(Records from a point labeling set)
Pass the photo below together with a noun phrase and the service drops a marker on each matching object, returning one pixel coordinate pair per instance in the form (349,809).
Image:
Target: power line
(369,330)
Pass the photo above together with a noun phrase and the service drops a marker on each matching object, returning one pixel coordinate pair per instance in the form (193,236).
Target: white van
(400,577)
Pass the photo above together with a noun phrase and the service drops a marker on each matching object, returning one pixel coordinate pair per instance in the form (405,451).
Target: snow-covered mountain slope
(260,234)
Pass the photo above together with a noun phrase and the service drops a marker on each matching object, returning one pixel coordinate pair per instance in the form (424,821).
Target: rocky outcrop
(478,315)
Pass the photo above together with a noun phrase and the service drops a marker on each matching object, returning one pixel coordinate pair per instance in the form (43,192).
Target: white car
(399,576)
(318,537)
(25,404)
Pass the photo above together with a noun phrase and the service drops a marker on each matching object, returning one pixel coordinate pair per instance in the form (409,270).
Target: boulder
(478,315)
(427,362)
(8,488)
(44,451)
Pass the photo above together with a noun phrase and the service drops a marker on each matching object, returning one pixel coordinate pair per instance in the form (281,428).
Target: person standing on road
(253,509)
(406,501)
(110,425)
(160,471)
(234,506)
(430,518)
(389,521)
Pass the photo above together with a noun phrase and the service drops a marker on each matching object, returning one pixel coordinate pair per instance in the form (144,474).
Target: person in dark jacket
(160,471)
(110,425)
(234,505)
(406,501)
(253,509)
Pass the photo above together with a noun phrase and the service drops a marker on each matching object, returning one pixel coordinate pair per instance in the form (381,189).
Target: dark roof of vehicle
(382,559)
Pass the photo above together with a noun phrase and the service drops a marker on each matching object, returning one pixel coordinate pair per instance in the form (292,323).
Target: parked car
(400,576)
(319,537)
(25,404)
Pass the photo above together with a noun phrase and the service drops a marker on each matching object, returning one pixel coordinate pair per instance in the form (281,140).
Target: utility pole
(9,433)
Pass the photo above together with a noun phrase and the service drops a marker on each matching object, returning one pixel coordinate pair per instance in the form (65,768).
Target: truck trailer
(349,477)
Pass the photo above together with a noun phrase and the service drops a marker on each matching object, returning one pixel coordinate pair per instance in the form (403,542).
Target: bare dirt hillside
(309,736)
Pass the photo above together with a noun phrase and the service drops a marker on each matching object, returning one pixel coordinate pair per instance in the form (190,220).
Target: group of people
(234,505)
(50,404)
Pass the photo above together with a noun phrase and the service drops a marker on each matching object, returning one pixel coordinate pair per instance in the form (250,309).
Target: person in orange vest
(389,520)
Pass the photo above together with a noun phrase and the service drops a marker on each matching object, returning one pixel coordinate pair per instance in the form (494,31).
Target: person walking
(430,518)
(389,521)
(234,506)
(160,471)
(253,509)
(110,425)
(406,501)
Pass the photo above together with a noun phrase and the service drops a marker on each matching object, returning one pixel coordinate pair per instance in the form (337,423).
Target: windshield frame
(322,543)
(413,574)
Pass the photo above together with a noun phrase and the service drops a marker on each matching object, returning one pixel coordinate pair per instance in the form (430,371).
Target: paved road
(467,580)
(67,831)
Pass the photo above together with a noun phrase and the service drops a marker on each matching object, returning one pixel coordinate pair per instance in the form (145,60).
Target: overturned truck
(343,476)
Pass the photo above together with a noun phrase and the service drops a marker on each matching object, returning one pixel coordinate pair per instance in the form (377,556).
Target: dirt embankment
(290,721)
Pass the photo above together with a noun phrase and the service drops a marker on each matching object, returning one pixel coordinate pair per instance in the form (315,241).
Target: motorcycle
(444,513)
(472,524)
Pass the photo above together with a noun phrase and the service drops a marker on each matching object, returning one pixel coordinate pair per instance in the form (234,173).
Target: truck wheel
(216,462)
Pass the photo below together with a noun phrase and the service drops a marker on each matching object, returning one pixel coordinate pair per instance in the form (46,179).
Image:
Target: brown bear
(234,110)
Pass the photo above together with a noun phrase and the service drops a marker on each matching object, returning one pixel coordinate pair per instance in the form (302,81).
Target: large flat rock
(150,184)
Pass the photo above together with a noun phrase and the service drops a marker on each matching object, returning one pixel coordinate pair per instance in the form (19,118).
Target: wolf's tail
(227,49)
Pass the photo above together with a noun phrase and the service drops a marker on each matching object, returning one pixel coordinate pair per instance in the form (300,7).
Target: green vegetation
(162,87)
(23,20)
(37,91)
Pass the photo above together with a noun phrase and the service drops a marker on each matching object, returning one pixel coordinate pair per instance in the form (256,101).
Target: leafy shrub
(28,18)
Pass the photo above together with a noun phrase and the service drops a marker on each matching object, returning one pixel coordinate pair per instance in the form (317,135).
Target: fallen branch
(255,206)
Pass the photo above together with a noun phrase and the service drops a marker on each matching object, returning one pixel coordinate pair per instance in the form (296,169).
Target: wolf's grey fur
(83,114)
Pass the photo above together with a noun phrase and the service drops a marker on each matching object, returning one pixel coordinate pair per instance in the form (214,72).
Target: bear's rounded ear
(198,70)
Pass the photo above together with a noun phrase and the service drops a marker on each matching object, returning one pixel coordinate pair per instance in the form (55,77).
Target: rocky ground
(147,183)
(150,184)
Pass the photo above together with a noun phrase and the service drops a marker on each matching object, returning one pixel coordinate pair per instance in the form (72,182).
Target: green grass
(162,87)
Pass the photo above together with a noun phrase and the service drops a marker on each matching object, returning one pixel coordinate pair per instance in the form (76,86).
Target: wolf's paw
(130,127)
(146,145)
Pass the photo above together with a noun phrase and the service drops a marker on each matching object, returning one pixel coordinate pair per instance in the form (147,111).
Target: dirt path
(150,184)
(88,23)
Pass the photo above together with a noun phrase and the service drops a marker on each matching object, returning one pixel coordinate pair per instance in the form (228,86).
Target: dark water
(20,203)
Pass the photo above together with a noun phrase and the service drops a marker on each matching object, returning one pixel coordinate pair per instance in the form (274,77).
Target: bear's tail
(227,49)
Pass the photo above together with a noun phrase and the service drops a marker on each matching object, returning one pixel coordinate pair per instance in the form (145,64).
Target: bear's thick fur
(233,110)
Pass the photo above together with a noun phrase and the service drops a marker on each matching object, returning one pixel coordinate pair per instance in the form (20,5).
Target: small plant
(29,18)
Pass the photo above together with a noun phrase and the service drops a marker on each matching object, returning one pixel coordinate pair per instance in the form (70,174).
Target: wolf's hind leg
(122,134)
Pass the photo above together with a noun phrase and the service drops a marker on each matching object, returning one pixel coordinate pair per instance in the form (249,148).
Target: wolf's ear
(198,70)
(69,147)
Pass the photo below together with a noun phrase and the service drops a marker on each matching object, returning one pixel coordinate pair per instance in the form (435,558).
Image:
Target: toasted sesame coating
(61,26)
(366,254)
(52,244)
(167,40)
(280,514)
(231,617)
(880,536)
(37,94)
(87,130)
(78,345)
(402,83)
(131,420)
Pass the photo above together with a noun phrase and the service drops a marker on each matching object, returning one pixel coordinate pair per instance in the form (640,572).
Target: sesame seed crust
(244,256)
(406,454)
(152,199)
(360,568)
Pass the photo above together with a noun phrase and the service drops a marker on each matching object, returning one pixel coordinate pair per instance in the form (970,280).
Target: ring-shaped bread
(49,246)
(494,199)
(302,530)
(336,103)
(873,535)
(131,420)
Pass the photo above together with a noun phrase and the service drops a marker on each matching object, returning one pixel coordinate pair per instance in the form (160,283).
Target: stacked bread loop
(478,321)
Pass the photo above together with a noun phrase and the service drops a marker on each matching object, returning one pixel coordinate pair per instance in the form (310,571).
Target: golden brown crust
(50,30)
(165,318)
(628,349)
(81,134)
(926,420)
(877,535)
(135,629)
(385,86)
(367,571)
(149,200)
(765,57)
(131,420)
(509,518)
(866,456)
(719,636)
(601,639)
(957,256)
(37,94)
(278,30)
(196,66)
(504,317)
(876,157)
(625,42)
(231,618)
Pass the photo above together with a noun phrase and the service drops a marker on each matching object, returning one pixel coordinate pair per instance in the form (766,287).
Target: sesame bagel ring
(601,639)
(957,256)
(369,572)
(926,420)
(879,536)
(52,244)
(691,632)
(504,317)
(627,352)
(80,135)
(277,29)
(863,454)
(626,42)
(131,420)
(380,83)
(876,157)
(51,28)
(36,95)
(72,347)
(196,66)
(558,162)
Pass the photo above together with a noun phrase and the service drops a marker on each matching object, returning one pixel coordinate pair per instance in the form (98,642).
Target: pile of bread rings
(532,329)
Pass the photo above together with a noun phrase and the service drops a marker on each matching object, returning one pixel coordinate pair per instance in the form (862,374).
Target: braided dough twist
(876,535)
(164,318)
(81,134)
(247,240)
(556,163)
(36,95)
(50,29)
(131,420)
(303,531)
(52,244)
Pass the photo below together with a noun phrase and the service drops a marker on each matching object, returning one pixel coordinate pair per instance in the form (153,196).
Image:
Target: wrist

- TASK DETAILS -
Starting at the line that contains "the form (98,642).", retype each line through the end of the listing above and nothing else.

- TASK SOLUTION -
Pass the photo above together with a noun phrase and the service drops a marker on each matching object, returning one pixel coordinate pair per instance in the form (98,642).
Target: pile of bread rings
(532,329)
Pass the photo above together with a noun phrase and the service drops a marker on each matching object, returning one pixel coordinate pair per instance in the form (862,374).
Target: braided dough twist
(876,535)
(164,318)
(81,134)
(247,240)
(556,163)
(36,95)
(50,29)
(131,420)
(303,531)
(52,244)
Pass the photo below together with a noun phrase and the service drops a marker on each matching object, returning one pixel coordinate pair per instance in the form (153,196).
Image:
Target: wrist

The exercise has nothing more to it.